Written task:
Copy out every line from the one containing "spout. Review it and find all matching regions." through the end of the material. Keep everything unchanged except the bounding-box coordinates in the answers, which should each be shifted up by 97.

-- Begin Working data --

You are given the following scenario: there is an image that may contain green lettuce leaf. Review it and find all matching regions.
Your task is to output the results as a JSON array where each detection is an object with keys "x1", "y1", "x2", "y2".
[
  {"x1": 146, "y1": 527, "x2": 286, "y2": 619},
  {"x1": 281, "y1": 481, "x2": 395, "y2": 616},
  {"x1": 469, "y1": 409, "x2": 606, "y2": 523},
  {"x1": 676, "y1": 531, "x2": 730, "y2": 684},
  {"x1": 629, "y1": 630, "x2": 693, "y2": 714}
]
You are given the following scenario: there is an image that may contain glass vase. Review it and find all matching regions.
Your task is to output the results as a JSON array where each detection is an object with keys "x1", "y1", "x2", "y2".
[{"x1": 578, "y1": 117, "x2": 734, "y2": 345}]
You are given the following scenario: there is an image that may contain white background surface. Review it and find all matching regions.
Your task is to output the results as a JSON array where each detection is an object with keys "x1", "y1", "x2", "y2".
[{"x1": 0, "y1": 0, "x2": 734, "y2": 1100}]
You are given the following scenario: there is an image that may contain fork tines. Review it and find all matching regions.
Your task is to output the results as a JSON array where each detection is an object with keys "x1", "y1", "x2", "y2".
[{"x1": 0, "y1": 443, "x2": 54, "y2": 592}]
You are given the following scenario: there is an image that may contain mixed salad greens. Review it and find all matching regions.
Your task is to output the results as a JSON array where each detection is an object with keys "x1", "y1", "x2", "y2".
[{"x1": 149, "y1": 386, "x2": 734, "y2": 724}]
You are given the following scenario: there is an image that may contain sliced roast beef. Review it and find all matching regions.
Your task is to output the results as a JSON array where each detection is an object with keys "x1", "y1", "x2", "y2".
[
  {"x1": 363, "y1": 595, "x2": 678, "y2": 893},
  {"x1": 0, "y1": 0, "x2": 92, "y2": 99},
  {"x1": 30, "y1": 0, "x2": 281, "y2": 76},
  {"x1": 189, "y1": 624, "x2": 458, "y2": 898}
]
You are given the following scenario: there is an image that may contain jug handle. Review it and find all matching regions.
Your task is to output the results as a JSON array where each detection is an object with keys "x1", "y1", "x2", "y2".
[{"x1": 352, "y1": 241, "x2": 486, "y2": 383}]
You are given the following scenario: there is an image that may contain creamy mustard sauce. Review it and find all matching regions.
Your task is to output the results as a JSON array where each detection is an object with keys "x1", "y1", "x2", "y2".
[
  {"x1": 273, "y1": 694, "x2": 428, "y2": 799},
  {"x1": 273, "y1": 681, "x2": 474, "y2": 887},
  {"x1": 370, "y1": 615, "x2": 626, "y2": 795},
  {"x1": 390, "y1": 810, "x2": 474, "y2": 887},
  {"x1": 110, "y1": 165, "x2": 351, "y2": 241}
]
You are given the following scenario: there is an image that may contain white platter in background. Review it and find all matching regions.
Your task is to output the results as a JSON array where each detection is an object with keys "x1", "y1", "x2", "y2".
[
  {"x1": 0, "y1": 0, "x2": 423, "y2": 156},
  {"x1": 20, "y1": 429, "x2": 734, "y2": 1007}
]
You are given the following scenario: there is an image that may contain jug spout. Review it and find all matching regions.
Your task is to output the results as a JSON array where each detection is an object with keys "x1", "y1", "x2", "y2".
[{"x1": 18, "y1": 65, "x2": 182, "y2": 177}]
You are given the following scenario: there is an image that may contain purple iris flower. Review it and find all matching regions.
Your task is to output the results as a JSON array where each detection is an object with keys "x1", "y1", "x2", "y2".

-- End Working data --

Written solution:
You are given the following scenario: there is an image that may contain jug spout. Review it and find all matching regions.
Your task is to output the results as a JSON array where each detection is an object with keys "x1", "y1", "x2", "y2".
[{"x1": 115, "y1": 162, "x2": 279, "y2": 274}]
You are given the following scenario: there is an image that may contain purple iris flower. Review it and find all matching regions.
Your task is to output the results as a JSON array where each detection is an object with keys "x1", "y1", "x2", "y2".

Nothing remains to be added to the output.